Global demand was at an all time high and America certainly was one of a few
nations who could provide the goods necessary for rebuilding.

However I think we cannot ignore the fact that America itself was expanding.
Demand within America was increasingly fueling GDP as our war-time
infrastructure was converted to build materials for homes, highways and
specifically cars. These industries are now mostly being reimagined off of
American shores. The world is certainly getting tougher for American
industries but I believe there is enough demand that exists within America
that we could support ourselves more with "Made In America" goods than what we
currently do.

I have read adding tariffs to some goods made offshore by companies
incorporated in America could help out our economy, thus preventing the flight
of corporations and capital outside of American soil. America still throws a
lot of weight around regarding global demand so if we can force American
corporations to stay in America by tariffing goods they make offshore, I think
we could effectively keep jobs here, thus generating stronger demand.

------
6stringmerc
_...widening inequality is a very long-term trend, one that has been decades
in the making...the effects of monetary policy on inequality are almost
certainly modest and transient._

This is totally self-serving historical revisionism. The Federal Reserve
played a significant role in the Dot Com bubble, in the Housing Bubble, and in
bailing out Too Big To Fail banks when there was a genuine chance for a much-
needed reckoning. To think such a powerful "monetary policy" figure such as
Greenspan or Bernanke would deny that their actions had anything but positive
outcomes is utterly preposterous. Both did extensive damage to the middle-
class, and Yellen is simply continuing the abhorrent tradition set by her
predecessors.

* Work task 1
From the thread above on American demand and monetary policy, set down everything from "Global demand was" down to "currently do.".
* Work task 2
Translate this sentence from the thread above on American demand into Spanish: "These industries are now mostly being reimagined off of American shores."

* Source information

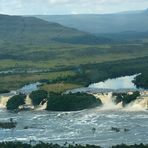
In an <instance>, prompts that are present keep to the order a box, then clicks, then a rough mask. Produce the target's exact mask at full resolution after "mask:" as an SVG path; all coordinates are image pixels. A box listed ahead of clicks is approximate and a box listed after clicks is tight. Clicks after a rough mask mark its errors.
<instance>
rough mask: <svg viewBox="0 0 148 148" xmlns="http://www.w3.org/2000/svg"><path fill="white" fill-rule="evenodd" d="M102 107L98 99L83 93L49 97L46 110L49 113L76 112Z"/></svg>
mask: <svg viewBox="0 0 148 148" xmlns="http://www.w3.org/2000/svg"><path fill="white" fill-rule="evenodd" d="M99 105H102V102H101V101H100V100H99V99H96V98H95V97H94V96H92V95H89V94H85V93H76V94H62V95H61V94H55V93H52V94H50V95H49V98H48V103H47V110H51V111H76V110H83V109H87V108H92V107H96V106H99Z"/></svg>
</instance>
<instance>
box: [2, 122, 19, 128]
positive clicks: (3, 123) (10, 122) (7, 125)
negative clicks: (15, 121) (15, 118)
mask: <svg viewBox="0 0 148 148" xmlns="http://www.w3.org/2000/svg"><path fill="white" fill-rule="evenodd" d="M16 125H17V123H16V122H13V121H10V122H0V128H2V129H13V128H15V127H16Z"/></svg>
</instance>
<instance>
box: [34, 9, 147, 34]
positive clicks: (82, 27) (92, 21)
mask: <svg viewBox="0 0 148 148" xmlns="http://www.w3.org/2000/svg"><path fill="white" fill-rule="evenodd" d="M36 17H38V18H40V19H43V20H46V21H50V22H56V23H59V24H61V25H64V26H67V27H72V28H76V29H78V30H81V31H85V32H89V33H94V34H100V33H120V32H131V31H132V32H134V31H136V32H145V31H148V9H146V10H143V11H127V12H122V13H116V14H84V15H83V14H78V15H40V16H36Z"/></svg>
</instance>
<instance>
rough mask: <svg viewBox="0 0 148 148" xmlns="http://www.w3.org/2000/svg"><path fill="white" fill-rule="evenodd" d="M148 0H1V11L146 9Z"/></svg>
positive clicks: (27, 12) (0, 0)
mask: <svg viewBox="0 0 148 148" xmlns="http://www.w3.org/2000/svg"><path fill="white" fill-rule="evenodd" d="M147 7H148V0H10V1H8V0H0V13H6V14H27V15H28V14H69V13H73V14H78V13H111V12H118V11H126V10H136V9H145V8H147Z"/></svg>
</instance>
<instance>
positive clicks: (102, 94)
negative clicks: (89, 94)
mask: <svg viewBox="0 0 148 148" xmlns="http://www.w3.org/2000/svg"><path fill="white" fill-rule="evenodd" d="M93 95H94V96H95V97H96V98H99V99H100V100H101V102H102V103H103V107H102V109H109V110H110V109H118V108H122V102H121V103H118V104H115V102H114V99H115V97H113V95H112V92H110V93H99V94H93Z"/></svg>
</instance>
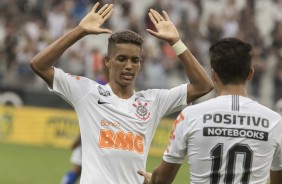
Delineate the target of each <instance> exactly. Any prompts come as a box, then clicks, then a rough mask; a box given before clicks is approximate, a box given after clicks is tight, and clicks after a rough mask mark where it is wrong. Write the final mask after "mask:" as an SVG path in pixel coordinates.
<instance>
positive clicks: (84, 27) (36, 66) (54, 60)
mask: <svg viewBox="0 0 282 184" xmlns="http://www.w3.org/2000/svg"><path fill="white" fill-rule="evenodd" d="M98 6H99V3H96V4H95V5H94V7H93V9H92V11H91V12H89V13H88V14H87V15H86V16H85V17H84V18H83V19H82V20H81V22H80V23H79V25H78V26H77V27H76V28H74V29H73V30H72V31H70V32H69V33H67V34H65V35H63V36H62V37H61V38H59V39H58V40H56V41H55V42H53V43H52V44H51V45H49V46H48V47H47V48H46V49H44V50H43V51H41V52H40V53H38V54H37V55H36V56H35V57H34V58H33V59H32V60H31V64H30V65H31V68H32V69H33V70H34V72H35V73H36V74H37V75H39V76H40V77H41V78H42V79H43V80H44V81H45V82H46V83H47V84H48V86H49V87H51V88H52V87H53V79H54V68H53V67H52V66H53V65H54V64H55V62H56V60H57V59H59V57H61V55H62V54H63V53H64V52H65V51H66V50H67V49H68V48H69V47H70V46H72V45H73V44H74V43H75V42H77V41H78V40H79V39H81V38H82V37H84V36H86V35H88V34H101V33H111V31H110V30H108V29H102V28H101V26H102V25H103V23H104V22H105V21H106V20H107V19H108V18H109V17H110V15H111V14H112V11H113V5H112V4H110V5H108V4H106V5H104V6H103V7H102V8H101V9H99V10H97V8H98ZM96 10H97V11H96Z"/></svg>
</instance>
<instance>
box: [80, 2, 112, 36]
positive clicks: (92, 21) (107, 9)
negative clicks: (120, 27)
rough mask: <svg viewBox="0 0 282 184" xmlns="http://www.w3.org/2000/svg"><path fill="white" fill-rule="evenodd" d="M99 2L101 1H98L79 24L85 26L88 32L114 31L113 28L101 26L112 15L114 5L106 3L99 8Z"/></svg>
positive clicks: (105, 31)
mask: <svg viewBox="0 0 282 184" xmlns="http://www.w3.org/2000/svg"><path fill="white" fill-rule="evenodd" d="M99 4H100V3H96V4H95V5H94V7H93V8H92V10H91V12H89V13H88V14H87V15H86V16H85V17H84V18H83V19H82V20H81V22H80V23H79V26H80V27H81V28H83V29H84V30H85V31H86V33H87V34H100V33H112V31H111V30H109V29H102V28H101V26H102V25H103V24H104V22H105V21H106V20H108V19H109V17H110V16H111V14H112V12H113V5H112V4H110V5H109V4H105V5H104V6H103V7H102V8H100V9H99V10H98V9H97V8H98V6H99Z"/></svg>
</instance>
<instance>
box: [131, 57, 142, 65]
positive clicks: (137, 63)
mask: <svg viewBox="0 0 282 184" xmlns="http://www.w3.org/2000/svg"><path fill="white" fill-rule="evenodd" d="M140 61H141V58H132V63H134V64H138V63H139V62H140Z"/></svg>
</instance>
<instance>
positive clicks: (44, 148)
mask: <svg viewBox="0 0 282 184" xmlns="http://www.w3.org/2000/svg"><path fill="white" fill-rule="evenodd" d="M70 154H71V152H70V150H67V149H58V148H51V147H32V146H23V145H10V144H0V183H1V184H60V180H61V177H62V176H63V174H64V173H65V172H66V171H67V170H68V169H69V168H70V167H71V164H70V162H69V157H70ZM160 161H161V157H149V158H148V162H147V170H148V171H152V169H153V168H154V167H155V166H156V165H157V164H158V163H159V162H160ZM173 183H174V184H183V183H189V176H188V167H187V163H185V164H184V165H183V166H182V167H181V168H180V170H179V172H178V175H177V178H176V179H175V181H174V182H173Z"/></svg>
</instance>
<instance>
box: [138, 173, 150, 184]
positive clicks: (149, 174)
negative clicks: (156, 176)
mask: <svg viewBox="0 0 282 184" xmlns="http://www.w3.org/2000/svg"><path fill="white" fill-rule="evenodd" d="M137 173H138V174H139V175H141V176H143V177H144V183H143V184H150V182H151V177H152V173H149V172H145V171H141V170H138V171H137Z"/></svg>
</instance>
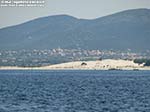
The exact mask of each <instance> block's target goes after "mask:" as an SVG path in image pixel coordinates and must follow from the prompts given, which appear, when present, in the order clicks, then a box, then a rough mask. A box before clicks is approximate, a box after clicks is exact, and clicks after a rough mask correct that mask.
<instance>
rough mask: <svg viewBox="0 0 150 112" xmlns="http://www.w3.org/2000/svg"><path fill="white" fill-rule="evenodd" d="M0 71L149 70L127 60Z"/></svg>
mask: <svg viewBox="0 0 150 112" xmlns="http://www.w3.org/2000/svg"><path fill="white" fill-rule="evenodd" d="M0 70H150V67H144V66H143V64H141V65H139V64H137V63H134V62H133V61H129V60H121V59H120V60H114V59H105V60H97V61H76V62H68V63H61V64H56V65H49V66H43V67H11V66H7V67H0Z"/></svg>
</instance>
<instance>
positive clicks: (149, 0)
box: [0, 0, 150, 28]
mask: <svg viewBox="0 0 150 112" xmlns="http://www.w3.org/2000/svg"><path fill="white" fill-rule="evenodd" d="M45 1H46V4H45V7H36V8H35V7H34V8H33V7H31V8H29V7H28V8H27V7H23V8H19V7H16V8H15V7H5V8H4V7H0V28H2V27H6V26H11V25H15V24H19V23H22V22H25V21H28V20H31V19H34V18H38V17H43V16H49V15H57V14H68V15H72V16H75V17H78V18H88V19H92V18H97V17H101V16H105V15H108V14H112V13H115V12H119V11H122V10H127V9H136V8H149V9H150V0H45Z"/></svg>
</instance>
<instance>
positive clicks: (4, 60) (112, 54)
mask: <svg viewBox="0 0 150 112" xmlns="http://www.w3.org/2000/svg"><path fill="white" fill-rule="evenodd" d="M102 59H125V60H134V59H150V51H146V52H144V53H137V52H136V53H135V52H132V51H131V50H127V51H114V50H83V49H61V48H57V49H51V50H46V49H45V50H36V49H34V50H18V51H14V50H5V51H0V66H22V67H27V66H29V67H34V66H46V65H52V64H58V63H64V62H71V61H89V60H102Z"/></svg>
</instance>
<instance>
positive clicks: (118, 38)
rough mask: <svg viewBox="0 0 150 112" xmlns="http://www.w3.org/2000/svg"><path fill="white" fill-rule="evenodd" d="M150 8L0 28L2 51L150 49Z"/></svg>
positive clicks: (149, 49) (128, 10)
mask: <svg viewBox="0 0 150 112" xmlns="http://www.w3.org/2000/svg"><path fill="white" fill-rule="evenodd" d="M149 42H150V9H133V10H127V11H123V12H119V13H116V14H112V15H109V16H105V17H100V18H96V19H92V20H88V19H78V18H75V17H72V16H68V15H55V16H49V17H43V18H38V19H35V20H32V21H29V22H26V23H23V24H20V25H16V26H11V27H7V28H3V29H0V50H21V49H29V50H31V49H53V48H58V47H60V48H67V49H72V48H75V49H79V48H80V49H100V50H101V49H102V50H103V49H104V50H110V49H114V50H127V49H131V50H133V51H145V50H150V45H149Z"/></svg>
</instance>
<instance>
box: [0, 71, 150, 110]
mask: <svg viewBox="0 0 150 112" xmlns="http://www.w3.org/2000/svg"><path fill="white" fill-rule="evenodd" d="M0 112H150V71H28V70H24V71H15V70H11V71H8V70H7V71H0Z"/></svg>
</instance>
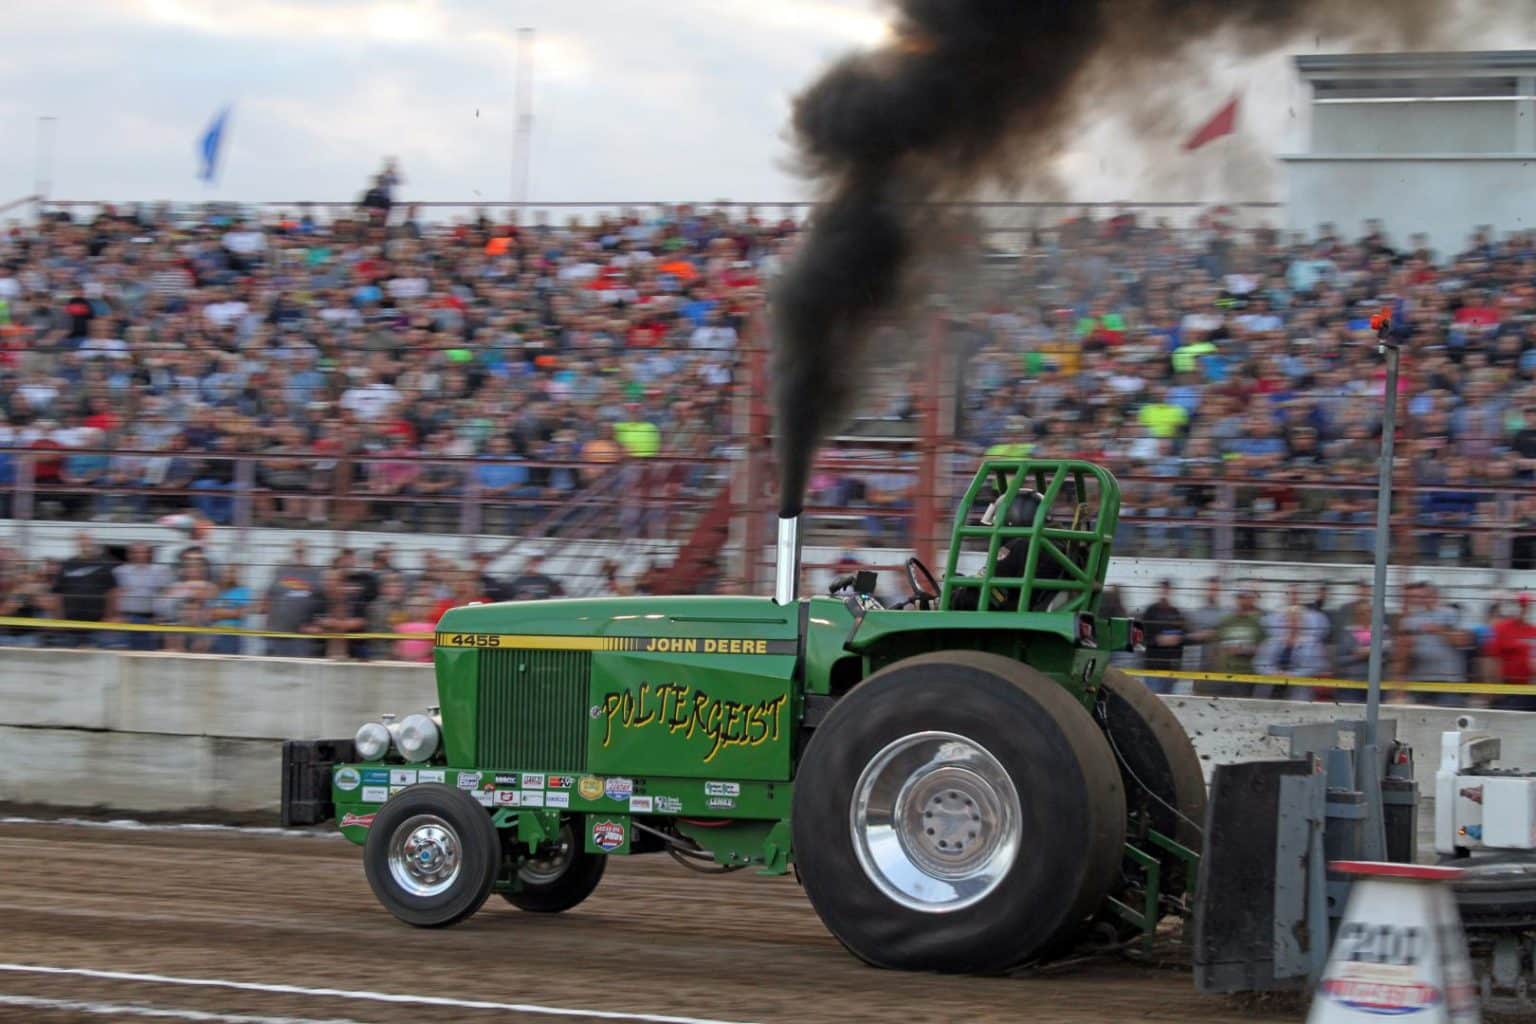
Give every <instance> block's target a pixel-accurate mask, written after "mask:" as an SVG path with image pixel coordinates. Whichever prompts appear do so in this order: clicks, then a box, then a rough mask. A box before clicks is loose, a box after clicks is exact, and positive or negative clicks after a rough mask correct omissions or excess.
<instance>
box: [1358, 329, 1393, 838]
mask: <svg viewBox="0 0 1536 1024" xmlns="http://www.w3.org/2000/svg"><path fill="white" fill-rule="evenodd" d="M1370 325H1372V327H1375V329H1376V352H1379V353H1382V355H1384V356H1387V393H1385V396H1384V402H1382V407H1381V467H1379V474H1378V477H1376V580H1375V585H1373V586H1372V591H1370V662H1369V666H1367V671H1366V680H1367V689H1366V737H1364V748H1366V749H1364V751H1361V757H1359V772H1361V783H1362V786H1364V788H1366V804H1367V815H1369V817H1367V821H1366V824H1367V827H1366V837H1364V838H1366V844H1364V851H1362V852H1364V857H1366V858H1367V860H1385V858H1387V831H1385V818H1384V814H1382V804H1381V754H1379V743H1378V738H1376V726H1378V723H1379V720H1381V656H1382V639H1384V633H1385V629H1387V556H1389V553H1390V551H1392V539H1390V537H1389V536H1387V531H1389V530H1390V527H1392V442H1393V434H1395V433H1396V425H1398V424H1396V421H1398V358H1399V355H1401V352H1399V342H1398V339H1396V338H1393V335H1392V329H1393V324H1392V313H1390V312H1389V310H1382V312H1381V313H1378V315H1375V316H1372V318H1370Z"/></svg>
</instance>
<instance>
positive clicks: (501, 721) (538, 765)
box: [479, 651, 591, 772]
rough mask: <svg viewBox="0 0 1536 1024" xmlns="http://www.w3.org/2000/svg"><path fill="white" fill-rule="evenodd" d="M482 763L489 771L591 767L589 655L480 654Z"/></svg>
mask: <svg viewBox="0 0 1536 1024" xmlns="http://www.w3.org/2000/svg"><path fill="white" fill-rule="evenodd" d="M479 659H481V662H479V663H481V669H479V705H481V706H479V760H481V765H482V766H485V768H490V769H504V768H516V769H530V771H544V772H579V771H582V769H584V768H585V766H587V680H588V679H590V677H591V652H590V651H481V652H479Z"/></svg>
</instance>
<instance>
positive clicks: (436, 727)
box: [395, 715, 439, 761]
mask: <svg viewBox="0 0 1536 1024" xmlns="http://www.w3.org/2000/svg"><path fill="white" fill-rule="evenodd" d="M438 735H439V734H438V723H436V722H433V720H432V718H429V717H427V715H406V720H404V722H401V723H399V731H398V732H396V734H395V743H396V745H398V746H399V752H401V757H404V758H406V760H407V761H424V760H427V758H430V757H432V755H433V754H436V752H438Z"/></svg>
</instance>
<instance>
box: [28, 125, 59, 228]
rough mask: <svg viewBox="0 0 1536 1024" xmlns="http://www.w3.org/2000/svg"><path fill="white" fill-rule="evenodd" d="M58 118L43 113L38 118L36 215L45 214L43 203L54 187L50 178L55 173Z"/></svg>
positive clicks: (35, 202)
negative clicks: (55, 149)
mask: <svg viewBox="0 0 1536 1024" xmlns="http://www.w3.org/2000/svg"><path fill="white" fill-rule="evenodd" d="M57 121H58V118H55V117H52V115H48V114H45V115H41V117H38V118H37V155H35V158H37V173H35V175H34V181H32V193H34V197H35V198H34V215H35V216H38V218H41V216H43V204H45V203H48V192H49V189H52V187H54V186H52V181H49V178H51V177H52V173H54V124H55V123H57Z"/></svg>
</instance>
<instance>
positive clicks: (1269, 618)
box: [1252, 591, 1329, 700]
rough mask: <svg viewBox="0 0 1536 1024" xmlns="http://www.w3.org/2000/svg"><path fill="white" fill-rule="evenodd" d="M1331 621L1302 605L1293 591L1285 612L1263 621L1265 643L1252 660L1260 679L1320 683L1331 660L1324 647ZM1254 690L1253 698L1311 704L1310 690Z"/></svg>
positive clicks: (1259, 648) (1310, 608)
mask: <svg viewBox="0 0 1536 1024" xmlns="http://www.w3.org/2000/svg"><path fill="white" fill-rule="evenodd" d="M1327 628H1329V619H1327V616H1324V614H1322V613H1321V611H1316V609H1315V608H1312V606H1309V605H1306V603H1303V602H1301V596H1299V593H1296V591H1292V594H1290V600H1289V602H1287V605H1286V608H1284V609H1283V611H1276V613H1273V614H1270V616H1267V617H1266V620H1264V642H1263V643H1261V645H1260V648H1258V652H1256V654H1255V656H1253V669H1255V671H1256V672H1258V674H1260V676H1284V677H1287V679H1318V677H1321V676H1327V671H1329V656H1327V646H1324V637H1326V636H1327ZM1276 689H1281V688H1278V686H1255V688H1253V691H1252V695H1253V697H1281V699H1284V700H1312V699H1313V695H1315V692H1313V689H1312V688H1310V686H1284V688H1283V692H1279V694H1276V692H1275V691H1276Z"/></svg>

* Final answer 1
Global demand was at an all time high and America certainly was one of a few
nations who could provide the goods necessary for rebuilding.

However I think we cannot ignore the fact that America itself was expanding.
Demand within America was increasingly fueling GDP as our war-time
infrastructure was converted to build materials for homes, highways and
specifically cars. These industries are now mostly being reimagined off of
American shores. The world is certainly getting tougher for American
industries but I believe there is enough demand that exists within America
that we could support ourselves more with "Made In America" goods than what we
currently do.

* Final answer 2
Estas industrias ahora se están reimaginando mayormente fuera de las costas estadounidenses.